● What is asked
Print, please, the line that contains "If you could pin the grass" and each line after it to the end of the entries, unchanged and with nothing else.
▬▬▬▬▬▬▬▬▬▬
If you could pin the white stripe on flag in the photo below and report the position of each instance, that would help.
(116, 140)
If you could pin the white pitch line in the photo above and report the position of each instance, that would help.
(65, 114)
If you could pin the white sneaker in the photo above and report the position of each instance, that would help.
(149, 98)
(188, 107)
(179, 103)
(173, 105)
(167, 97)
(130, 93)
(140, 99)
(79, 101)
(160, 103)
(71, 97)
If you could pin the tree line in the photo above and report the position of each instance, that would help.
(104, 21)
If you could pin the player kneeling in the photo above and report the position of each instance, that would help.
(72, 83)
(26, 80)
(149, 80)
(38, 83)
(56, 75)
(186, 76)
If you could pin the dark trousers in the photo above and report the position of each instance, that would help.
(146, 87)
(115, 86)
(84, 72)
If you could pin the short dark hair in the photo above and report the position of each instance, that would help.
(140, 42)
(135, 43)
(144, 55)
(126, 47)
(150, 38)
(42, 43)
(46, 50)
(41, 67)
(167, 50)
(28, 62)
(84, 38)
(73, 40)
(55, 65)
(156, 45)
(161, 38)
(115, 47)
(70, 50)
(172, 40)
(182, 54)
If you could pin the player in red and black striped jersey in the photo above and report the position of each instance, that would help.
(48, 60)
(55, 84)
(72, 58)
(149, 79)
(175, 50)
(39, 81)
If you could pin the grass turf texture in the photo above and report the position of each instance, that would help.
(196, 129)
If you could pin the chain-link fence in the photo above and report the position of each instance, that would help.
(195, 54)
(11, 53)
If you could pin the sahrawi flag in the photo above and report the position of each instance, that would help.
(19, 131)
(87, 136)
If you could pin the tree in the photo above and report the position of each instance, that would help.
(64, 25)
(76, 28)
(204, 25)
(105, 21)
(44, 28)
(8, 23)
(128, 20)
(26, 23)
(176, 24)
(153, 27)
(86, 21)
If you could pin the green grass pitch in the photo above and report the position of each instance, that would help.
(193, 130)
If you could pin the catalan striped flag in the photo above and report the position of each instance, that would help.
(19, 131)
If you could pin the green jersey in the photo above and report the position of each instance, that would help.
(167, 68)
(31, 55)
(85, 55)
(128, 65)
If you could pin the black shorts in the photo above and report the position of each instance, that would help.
▬▬▬▬▬▬▬▬▬▬
● Reply
If you could pin the grass turf texture in the photo above and report the position of each instance, that would help.
(196, 129)
If you could pin the chain-link fence in the photo above and report the position of each instance, that would help.
(195, 54)
(11, 53)
If you could pin the sahrawi flag in the photo above and report the position of each instance, that would help.
(19, 131)
(87, 136)
If you could pin the tree in the photo above and report the position of each instance, that would help.
(64, 25)
(76, 28)
(204, 25)
(105, 21)
(44, 28)
(8, 23)
(128, 20)
(26, 23)
(176, 24)
(153, 27)
(86, 21)
If you could pin the green grass pitch in the photo above and report the position of each instance, that would help.
(193, 130)
If you could pin the catalan striped flag in the photo above and report the position of each instance, that would help.
(19, 131)
If you could pin the green jersey in the photo above and report the position of each instance, that would help.
(167, 68)
(31, 55)
(85, 55)
(128, 65)
If you could pin the black shorts in the photo above and report the position of each instance, that would help.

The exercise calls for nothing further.